EXCERPT:
____________

= Epistemic insight =

Educational construct

Epistemic insight is a leap of mind that takes place when a learner makes a connection or realisation about how knowledge works. The construct is chiefly used in educational contexts. It encompasses curiosity, critical thinking and understanding concerning the nature of knowledge. It is associated with research and articles that seek or discuss ways to advance student understanding of knowledge and the interdependencies of disciplines across subjects and in real world contexts.

== Definition ==

Epistemic insight has been defined as 'knowledge about knowledge and in particular, knowledge about disciplines and how they interact. Although sharing concepts with epistemology, epistemic insight is to epistemology what insight is to philosophy. The philosopher Bernard Lonergan describes insight as a mental leap commonly characterised as an ‘aha’ moment or epiphany. Thus, epistemology is broadly understood as a branch of philosophical study into the nature and limits of knowledge. In comparison, epistemic insight is a leap of mind that takes place when a learner makes a connection or realisation about how knowledge works that makes sense to them. In a robotics workshop teenagers explored the question of what it means for them to be alive. The researchers analysed students’ surveys and feedback and say that participating students became more knowledgeable about the nature of science and why some questions are more amenable to scientific inquiry than others. In this and other examples epistemic insight is the 'aha' moment that comes when students see how to apply epistemic knowledge to design a better real-world product or to clarify a complex 'wicked' real-world problem.

== The Epistemic Insight Initiative ==

The Epistemic Insight initiative encourages research and curriculum innovation in epistemic insight and promotes materials designed to support teachers, tutors and researchers working across multiple stages of education. The Initiative launched a collaboration between a consortium of higher education teaching institutions in England which included Canterbury Christ Church University and St Mary's University, Twickenham.

== Applications in education ==

Epistemic insight is in a family of terms that are associated with aims to equip students with attitudes, virtues and competencies that they will need as wise and compassionate citizens. Other more established members are scientific literacy, epistemic humility and critical thinking. The potential for entrenched subject compartmentalisation and teaching to the test to reduce students' capacities to be curious about how knowledge works in the real world and in the context of Big Questions is at the heart of pedagogies and reforms associated with epistemic insight. According to Billingsley and Fraser, the guest editors of a themed edition of Research in Science Education, Adopting epistemic insight as a curriculum goal can potentially engage students’ intellectual curiosity, develop their interdisciplinary scholarly expertise and ability to find solutions to wicked problems which are rational and compassionate.
Tools for teaching epistemic insight include the Discipline Wheel, where a question is put into the centre of a circle and students consider how the question might be interpreted and investigated by a number of different disciplines. An article for BBC Teach by science educator Leigh Hoath gives ‘What is climate change’ as an example of a Big Question that can be unpacked through the lenses of a range of disciplines students study in school including science, history, geography and mathematics. Hoath explains that exploring climate change through the perspectives of different subjects using a Discipline Wheel helps students to appreciate that responsibility for responding is shared across many sectors in society. Potentially, a curriculum which engages with epistemic insight may also widen the pipeline from school to science and science-related careers. There is also an advisory curriculum framework for teachers which illustrates what gains in epistemic insight look like at different levels across the stages of education.

== Publications ==
A collection of papers on epistemic insight was published in 2017 by The Association for Science Education in a themed section of School Science Review called Epistemic Insight: The power and limitations of science. A further special edition of School Science Review on epistemic insight in December 2017 was called Science, Engineering and Big Questions. One article addresses how science and the history of art can work together to tell the story of a painting while another considers the characteristics of a biologist's view of life. A third edition of School Science Review with a theme of Epistemic Insight was published during the COVID-19 pandemic. Called The role and relevance of science in addressing global concerns. it included an article that discussed media reporting of science during the pandemic

Research articles discussing epistemic insight have reported surveys, interviews and pedagogies in schools and teacher education and other areas of higher education such as the classics.

____________

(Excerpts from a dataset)

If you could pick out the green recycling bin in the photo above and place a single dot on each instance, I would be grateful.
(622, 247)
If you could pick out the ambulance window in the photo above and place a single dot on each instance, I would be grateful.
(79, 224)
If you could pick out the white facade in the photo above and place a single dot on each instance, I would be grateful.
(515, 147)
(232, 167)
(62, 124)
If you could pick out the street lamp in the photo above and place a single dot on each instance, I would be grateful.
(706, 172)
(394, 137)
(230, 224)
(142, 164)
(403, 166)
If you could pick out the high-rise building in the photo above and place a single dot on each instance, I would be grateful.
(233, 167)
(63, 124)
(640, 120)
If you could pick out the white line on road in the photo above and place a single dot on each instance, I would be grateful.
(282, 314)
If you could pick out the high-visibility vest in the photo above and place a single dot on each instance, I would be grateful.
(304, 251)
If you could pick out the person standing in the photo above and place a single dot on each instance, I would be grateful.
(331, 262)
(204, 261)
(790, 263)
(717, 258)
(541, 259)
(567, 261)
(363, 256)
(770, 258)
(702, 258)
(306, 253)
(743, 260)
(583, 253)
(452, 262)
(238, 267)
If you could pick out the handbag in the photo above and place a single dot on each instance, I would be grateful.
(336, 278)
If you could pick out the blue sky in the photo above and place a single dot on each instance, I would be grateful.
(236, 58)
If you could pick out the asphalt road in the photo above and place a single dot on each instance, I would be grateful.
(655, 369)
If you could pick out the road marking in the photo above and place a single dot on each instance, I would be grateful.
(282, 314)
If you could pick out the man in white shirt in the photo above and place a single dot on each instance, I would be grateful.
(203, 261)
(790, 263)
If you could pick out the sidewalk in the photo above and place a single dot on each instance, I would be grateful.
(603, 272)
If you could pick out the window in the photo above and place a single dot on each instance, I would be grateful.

____________

TASK LIST:
1) Rewrite the passage of the article on epistemic insight between "Educational construct" and "real world contexts.", inclusive, replacing "construct" with "concept".
2) Decide whether each statement agrees with the article on epistemic insight, answering yes or no and quoting the words that decide it. (a) The consortium in the Epistemic Insight Initiative's collaboration included Canterbury Christ Church University. (b) Leigh Hoath's article for BBC Teach uses "What is life" as its example of a Big Question. (c) The third edition of School Science Review with a theme of Epistemic Insight appeared before the COVID-19 pandemic.
The records are separate material from the article on epistemic insight.

RESPONSES BY TASK:
1)
Educational concept

Epistemic insight is a leap of mind that takes place when a learner makes a connection or realisation about how knowledge works. The concept is chiefly used in educational contexts. It encompasses curiosity, critical thinking and understanding concerning the nature of knowledge. It is associated with research and articles that seek or discuss ways to advance student understanding of knowledge and the interdependencies of disciplines across subjects and in real world contexts.

2)
(a) Yes: "a consortium of higher education teaching institutions in England which included Canterbury Christ Church University and St Mary's University, Twickenham."
(b) No: "gives ‘What is climate change’ as an example of a Big Question"
(c) No: "A third edition of School Science Review with a theme of Epistemic Insight was published during the COVID-19 pandemic."